(Description of the task):
Could the entries below be reproduced exactly, with the images removed?

[Given data — start]

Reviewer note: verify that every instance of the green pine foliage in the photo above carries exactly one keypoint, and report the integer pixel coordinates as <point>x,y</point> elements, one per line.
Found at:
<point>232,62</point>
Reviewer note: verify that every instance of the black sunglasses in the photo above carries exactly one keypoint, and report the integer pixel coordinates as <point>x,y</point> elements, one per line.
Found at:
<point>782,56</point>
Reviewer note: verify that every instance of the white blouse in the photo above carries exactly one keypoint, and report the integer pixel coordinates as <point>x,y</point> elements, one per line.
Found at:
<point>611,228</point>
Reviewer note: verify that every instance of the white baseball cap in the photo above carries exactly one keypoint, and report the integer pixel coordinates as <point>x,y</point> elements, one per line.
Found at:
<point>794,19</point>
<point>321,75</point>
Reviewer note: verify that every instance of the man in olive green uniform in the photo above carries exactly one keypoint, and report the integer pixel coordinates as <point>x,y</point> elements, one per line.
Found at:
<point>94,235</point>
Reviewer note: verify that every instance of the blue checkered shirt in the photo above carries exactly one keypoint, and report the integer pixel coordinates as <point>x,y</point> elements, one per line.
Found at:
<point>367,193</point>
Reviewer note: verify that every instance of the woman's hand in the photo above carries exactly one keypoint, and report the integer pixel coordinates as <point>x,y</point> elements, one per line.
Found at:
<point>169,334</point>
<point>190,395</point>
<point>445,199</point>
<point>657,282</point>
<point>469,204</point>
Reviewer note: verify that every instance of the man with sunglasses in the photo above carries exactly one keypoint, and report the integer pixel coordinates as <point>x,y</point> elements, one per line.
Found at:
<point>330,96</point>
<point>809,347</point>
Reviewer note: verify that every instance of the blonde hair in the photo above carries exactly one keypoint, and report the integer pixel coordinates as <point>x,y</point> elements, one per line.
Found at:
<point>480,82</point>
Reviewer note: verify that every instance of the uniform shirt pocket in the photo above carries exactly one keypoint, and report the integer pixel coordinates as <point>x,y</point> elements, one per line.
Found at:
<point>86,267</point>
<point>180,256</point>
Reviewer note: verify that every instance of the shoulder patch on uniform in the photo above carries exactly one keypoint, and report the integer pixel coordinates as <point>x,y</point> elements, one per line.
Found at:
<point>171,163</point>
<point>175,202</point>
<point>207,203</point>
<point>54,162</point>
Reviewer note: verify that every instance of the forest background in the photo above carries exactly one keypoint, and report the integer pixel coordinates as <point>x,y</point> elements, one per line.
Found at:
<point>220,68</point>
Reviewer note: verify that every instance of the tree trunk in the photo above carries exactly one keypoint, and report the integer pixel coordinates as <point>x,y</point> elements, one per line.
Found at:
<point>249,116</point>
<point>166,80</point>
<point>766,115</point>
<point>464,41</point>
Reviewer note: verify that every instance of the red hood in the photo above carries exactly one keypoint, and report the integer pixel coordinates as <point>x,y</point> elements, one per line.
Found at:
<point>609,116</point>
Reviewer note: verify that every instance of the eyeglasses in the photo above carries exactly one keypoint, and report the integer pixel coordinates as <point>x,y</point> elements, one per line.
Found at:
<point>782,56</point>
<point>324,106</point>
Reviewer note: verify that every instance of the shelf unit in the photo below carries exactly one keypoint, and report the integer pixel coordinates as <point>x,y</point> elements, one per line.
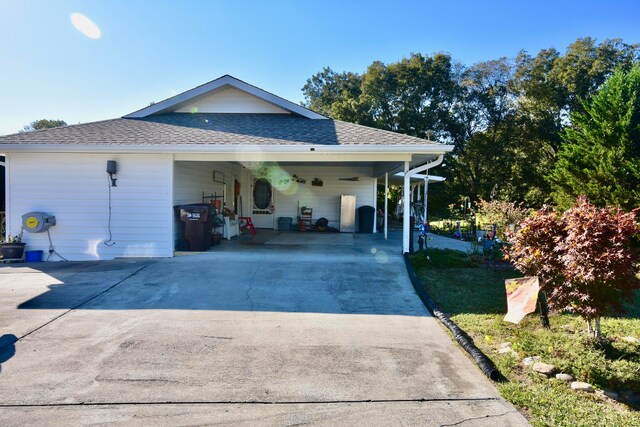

[Given data — finish]

(Answer space):
Reviewer note: verify that every instance of the green pine foliage in the photo above carries exactly one keypoint, and report the integer pixel coordinates as <point>x,y</point> elements, one per line.
Found at:
<point>232,62</point>
Reviewer note: verify that every instance of the black sunglasses in the photo above carries exactly one keypoint, and report the integer pixel coordinates as <point>x,y</point> elements, one per line.
Found at:
<point>782,56</point>
Reviewer note: verify that every instance of the white blouse in the photo above carries exactly one keypoint, and report the integer pixel coordinates as <point>x,y</point> elements, one per line.
Found at:
<point>611,228</point>
Reviewer note: verify that every instance of the white baseball cap in the photo above carries exactly one keypoint, and report the integer pixel coordinates as <point>x,y</point> elements, one per line.
Found at:
<point>794,19</point>
<point>321,75</point>
Reviewer note: verify that every instance of the man in olive green uniform in the photo above carries exactly one keypoint, and report the integer pixel coordinates as <point>x,y</point> elements, one per line.
Found at:
<point>94,235</point>
Reviewer note: verify that every instance of the blue checkered shirt in the photo above carries exactly one keypoint, and report the integer pixel coordinates as <point>x,y</point> elements, one per line.
Found at:
<point>367,193</point>
Reviewer note: verify that every instance of the woman's hand in the photo above carries exactly one keypoint, and report the integer pixel coordinates as <point>x,y</point> elements, one per line.
Found at:
<point>169,334</point>
<point>190,395</point>
<point>445,199</point>
<point>657,282</point>
<point>469,204</point>
Reviewer note: verify that every instance of the man with sunglasses in the photo above carries exactly one keypoint, and report the integer pixel coordinates as <point>x,y</point> elements, one per line.
Found at:
<point>330,96</point>
<point>809,347</point>
Reviewer note: verify that every instance of the blonde hair in the photo above carries exactly one keypoint, and report the integer pixel coordinates as <point>x,y</point> elements, one per line.
Found at:
<point>480,82</point>
Reviewer note: verify that every instance of the uniform shirt pocket in the photo above carries exactly one keypoint, and report the integer pixel coordinates as <point>x,y</point> elements, one per line.
Found at:
<point>86,267</point>
<point>180,256</point>
Reviewer note: verify that every instance of the shoulder patch on uniform in the photo above carries exactly one keypoint, and report the integer pixel coordinates as <point>x,y</point> elements, one per line.
Found at:
<point>171,163</point>
<point>175,202</point>
<point>207,203</point>
<point>54,162</point>
Reviewer note: verify that every instance of the forest background in the photo above carries exactly one keypoint, and report the integer pixel coordinates as <point>x,y</point> elements, one per line.
Found at:
<point>220,68</point>
Reviewer note: verify that every instance of the tree trunk in the photo above carries exactly one keypoint, and report the integer pixel coordinates as <point>x,y</point> elements, one per line.
Found at:
<point>249,116</point>
<point>166,80</point>
<point>766,115</point>
<point>464,41</point>
Reviewer note: verify that every instance of the red hood in the photo above carries exactly one keypoint, and report the integer pixel coordinates as <point>x,y</point> elements, one per line.
Found at:
<point>609,116</point>
Reviewer note: verify that every instance of the eyeglasses in the photo above carries exactly one keypoint, and report the integer pixel coordinates as <point>x,y</point> elements, one per line.
Found at:
<point>782,56</point>
<point>324,106</point>
Reviewer note: verify that every instance of the shelf unit in the photo below carries exactly one keypoint, and report the integer pixel coordinates as <point>x,y</point> elements, one per line.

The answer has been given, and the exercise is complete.